**Exercise task:**
Emit a verbatim copy of the lines running from the line with "Point out the red" through the end of the material below.

**Dataset:**
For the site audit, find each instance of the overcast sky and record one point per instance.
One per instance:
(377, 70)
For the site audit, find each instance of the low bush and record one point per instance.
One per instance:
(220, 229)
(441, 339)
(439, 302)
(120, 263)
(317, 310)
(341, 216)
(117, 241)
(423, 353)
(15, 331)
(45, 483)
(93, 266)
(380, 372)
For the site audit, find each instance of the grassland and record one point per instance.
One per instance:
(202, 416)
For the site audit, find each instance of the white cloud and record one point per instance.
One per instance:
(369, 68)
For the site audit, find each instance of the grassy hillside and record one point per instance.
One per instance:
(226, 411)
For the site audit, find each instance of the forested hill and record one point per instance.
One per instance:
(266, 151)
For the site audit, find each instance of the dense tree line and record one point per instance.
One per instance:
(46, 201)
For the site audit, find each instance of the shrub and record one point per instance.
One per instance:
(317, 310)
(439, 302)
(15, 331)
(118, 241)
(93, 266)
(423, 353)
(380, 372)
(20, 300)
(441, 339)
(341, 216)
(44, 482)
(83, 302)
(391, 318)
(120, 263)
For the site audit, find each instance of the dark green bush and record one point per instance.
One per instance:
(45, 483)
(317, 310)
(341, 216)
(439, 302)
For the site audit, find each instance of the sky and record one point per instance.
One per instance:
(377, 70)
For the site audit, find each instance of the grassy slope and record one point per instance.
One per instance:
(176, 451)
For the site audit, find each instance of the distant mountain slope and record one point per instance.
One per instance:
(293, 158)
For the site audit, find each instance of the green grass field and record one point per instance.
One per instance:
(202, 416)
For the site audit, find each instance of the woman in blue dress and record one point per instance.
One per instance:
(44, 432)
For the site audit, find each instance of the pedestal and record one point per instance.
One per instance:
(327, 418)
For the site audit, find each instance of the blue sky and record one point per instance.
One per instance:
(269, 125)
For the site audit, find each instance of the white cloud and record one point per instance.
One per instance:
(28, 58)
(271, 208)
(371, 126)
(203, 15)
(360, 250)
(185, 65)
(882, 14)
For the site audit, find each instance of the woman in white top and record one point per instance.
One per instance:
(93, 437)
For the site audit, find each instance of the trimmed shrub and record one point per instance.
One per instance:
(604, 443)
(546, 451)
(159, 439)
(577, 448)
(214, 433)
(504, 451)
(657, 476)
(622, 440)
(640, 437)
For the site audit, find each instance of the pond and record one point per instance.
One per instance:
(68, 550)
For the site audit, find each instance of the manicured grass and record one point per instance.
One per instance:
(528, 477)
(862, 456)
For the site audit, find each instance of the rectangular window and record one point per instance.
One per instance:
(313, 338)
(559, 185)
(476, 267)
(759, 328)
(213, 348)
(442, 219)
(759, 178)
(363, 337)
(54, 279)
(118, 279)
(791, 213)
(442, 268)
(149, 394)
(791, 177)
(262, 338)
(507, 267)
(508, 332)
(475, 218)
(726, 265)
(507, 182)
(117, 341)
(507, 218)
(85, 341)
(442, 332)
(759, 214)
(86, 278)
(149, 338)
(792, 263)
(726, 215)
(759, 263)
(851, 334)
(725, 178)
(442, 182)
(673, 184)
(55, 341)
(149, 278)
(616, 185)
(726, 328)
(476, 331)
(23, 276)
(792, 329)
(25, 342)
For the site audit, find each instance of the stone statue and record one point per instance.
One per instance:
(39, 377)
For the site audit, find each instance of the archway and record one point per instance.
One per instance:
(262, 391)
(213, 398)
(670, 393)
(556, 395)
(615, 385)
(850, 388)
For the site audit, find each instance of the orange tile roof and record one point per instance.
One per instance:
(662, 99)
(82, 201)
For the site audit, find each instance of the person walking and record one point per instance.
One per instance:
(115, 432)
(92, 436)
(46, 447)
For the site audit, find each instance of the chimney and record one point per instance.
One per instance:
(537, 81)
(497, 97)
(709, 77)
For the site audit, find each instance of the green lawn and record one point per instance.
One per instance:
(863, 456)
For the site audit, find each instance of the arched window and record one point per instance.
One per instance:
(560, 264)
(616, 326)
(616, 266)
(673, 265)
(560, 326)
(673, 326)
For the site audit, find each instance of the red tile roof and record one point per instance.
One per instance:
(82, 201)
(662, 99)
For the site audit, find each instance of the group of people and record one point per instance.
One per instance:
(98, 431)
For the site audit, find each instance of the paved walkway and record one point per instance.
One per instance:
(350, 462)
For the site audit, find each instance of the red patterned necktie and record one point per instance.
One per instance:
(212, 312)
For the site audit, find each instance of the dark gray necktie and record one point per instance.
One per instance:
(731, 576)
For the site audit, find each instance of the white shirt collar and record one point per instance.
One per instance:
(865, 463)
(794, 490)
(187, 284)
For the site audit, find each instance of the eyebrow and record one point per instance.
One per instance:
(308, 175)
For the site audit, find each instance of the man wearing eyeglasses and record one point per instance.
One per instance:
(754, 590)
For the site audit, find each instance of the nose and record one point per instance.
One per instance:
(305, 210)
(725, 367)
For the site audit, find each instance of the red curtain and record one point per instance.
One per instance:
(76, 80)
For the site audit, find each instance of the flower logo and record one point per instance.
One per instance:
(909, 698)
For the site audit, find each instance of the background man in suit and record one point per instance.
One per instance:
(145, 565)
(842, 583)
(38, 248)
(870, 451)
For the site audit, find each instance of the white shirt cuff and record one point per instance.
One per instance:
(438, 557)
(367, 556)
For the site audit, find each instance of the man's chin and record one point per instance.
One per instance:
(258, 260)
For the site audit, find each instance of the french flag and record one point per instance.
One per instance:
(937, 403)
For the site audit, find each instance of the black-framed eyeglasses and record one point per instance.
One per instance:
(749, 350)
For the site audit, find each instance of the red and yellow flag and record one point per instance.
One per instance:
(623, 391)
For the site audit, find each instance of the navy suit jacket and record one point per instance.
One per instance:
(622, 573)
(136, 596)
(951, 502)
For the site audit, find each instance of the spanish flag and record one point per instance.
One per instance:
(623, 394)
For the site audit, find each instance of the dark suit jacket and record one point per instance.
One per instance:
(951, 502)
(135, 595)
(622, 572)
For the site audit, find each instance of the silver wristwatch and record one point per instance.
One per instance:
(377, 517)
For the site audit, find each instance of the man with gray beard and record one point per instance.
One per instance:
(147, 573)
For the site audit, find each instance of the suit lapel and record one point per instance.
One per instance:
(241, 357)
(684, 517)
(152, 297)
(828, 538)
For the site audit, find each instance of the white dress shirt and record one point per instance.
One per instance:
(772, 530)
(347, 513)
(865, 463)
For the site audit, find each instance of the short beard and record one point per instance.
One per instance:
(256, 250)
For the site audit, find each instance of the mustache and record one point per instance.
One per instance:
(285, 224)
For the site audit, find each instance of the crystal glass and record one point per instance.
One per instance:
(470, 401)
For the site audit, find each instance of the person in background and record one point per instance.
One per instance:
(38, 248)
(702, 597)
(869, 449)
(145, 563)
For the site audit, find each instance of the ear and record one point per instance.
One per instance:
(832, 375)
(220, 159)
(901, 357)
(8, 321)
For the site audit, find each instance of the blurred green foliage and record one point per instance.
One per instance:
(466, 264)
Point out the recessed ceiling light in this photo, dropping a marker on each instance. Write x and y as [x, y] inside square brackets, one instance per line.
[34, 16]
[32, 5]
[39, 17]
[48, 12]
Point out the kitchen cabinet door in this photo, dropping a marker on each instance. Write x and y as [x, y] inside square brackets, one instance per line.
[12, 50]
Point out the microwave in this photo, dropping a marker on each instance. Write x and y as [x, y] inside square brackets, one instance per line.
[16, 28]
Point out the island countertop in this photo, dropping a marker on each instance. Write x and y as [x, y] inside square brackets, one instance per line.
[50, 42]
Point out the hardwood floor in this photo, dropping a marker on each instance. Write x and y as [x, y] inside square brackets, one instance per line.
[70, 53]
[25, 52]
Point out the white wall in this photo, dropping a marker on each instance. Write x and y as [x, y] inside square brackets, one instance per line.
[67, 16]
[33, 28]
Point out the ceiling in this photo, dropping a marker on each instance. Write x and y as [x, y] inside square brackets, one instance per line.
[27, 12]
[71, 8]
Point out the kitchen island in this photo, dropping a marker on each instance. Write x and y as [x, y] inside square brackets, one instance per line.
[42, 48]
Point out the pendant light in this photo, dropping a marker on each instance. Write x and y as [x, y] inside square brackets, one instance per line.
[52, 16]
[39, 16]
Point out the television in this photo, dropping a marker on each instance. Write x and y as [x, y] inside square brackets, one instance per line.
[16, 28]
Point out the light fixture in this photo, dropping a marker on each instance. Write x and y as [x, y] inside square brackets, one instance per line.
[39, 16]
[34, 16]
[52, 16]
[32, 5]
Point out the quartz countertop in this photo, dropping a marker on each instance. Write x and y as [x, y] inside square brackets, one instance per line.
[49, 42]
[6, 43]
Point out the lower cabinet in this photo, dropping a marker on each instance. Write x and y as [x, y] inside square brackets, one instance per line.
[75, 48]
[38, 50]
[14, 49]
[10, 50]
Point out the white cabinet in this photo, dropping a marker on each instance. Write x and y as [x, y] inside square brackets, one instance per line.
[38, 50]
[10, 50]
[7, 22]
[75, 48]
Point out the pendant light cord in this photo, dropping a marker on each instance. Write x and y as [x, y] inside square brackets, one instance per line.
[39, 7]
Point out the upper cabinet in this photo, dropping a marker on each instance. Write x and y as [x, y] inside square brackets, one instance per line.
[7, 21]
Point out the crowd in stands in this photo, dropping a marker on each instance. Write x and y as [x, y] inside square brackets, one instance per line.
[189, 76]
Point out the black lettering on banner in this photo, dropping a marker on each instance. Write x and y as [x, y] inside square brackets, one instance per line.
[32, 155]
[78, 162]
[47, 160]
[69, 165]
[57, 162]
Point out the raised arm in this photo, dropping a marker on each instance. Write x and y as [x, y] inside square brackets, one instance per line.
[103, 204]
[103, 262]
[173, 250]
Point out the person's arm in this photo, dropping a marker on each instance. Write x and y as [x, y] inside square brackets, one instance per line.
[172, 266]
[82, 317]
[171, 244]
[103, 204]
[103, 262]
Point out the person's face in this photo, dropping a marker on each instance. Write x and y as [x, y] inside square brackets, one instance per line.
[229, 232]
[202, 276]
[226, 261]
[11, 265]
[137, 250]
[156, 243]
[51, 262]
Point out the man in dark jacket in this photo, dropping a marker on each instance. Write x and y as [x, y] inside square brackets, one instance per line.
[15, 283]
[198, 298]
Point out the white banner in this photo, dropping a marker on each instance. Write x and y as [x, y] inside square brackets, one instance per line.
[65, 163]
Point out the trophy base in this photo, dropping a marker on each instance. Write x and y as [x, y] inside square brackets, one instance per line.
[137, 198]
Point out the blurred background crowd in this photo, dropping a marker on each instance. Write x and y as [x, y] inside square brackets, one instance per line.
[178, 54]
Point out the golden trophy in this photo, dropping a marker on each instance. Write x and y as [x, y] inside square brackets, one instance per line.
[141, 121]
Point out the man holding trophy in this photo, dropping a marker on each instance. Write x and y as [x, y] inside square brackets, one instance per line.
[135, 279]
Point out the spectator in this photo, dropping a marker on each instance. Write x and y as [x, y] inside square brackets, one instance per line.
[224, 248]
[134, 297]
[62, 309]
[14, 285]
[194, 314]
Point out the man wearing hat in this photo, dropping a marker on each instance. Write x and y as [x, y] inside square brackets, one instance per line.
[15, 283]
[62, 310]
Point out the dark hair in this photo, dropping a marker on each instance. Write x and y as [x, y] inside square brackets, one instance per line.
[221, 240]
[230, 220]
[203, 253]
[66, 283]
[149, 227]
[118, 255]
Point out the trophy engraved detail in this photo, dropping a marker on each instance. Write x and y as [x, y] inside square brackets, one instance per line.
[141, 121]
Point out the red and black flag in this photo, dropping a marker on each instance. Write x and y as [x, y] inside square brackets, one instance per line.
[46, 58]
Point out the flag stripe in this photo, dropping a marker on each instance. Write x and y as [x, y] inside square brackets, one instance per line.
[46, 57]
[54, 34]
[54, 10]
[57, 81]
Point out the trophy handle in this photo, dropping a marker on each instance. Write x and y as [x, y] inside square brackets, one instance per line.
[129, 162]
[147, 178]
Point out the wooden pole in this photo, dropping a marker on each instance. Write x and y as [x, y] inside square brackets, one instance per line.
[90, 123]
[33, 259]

**Answer below:**
Point out the red and black flag in this photo, dropping a marker on each instance. Write x and y as [x, y] inside square brackets, one instance per line.
[46, 58]
Point out the flag stripe in this photo, dropping a marker on each instance. Write x and y as [x, y] inside square brackets, one instance per line.
[46, 57]
[54, 34]
[54, 10]
[57, 81]
Point out the trophy handle in this photo, dropping a marker on each instance. Write x and y as [x, y] inside square brackets, one instance per line.
[129, 162]
[147, 178]
Point out the wooden pole in this photo, dropping a marker on each instance. Write x and y as [x, y] inside square brackets, one instance per line.
[90, 123]
[33, 259]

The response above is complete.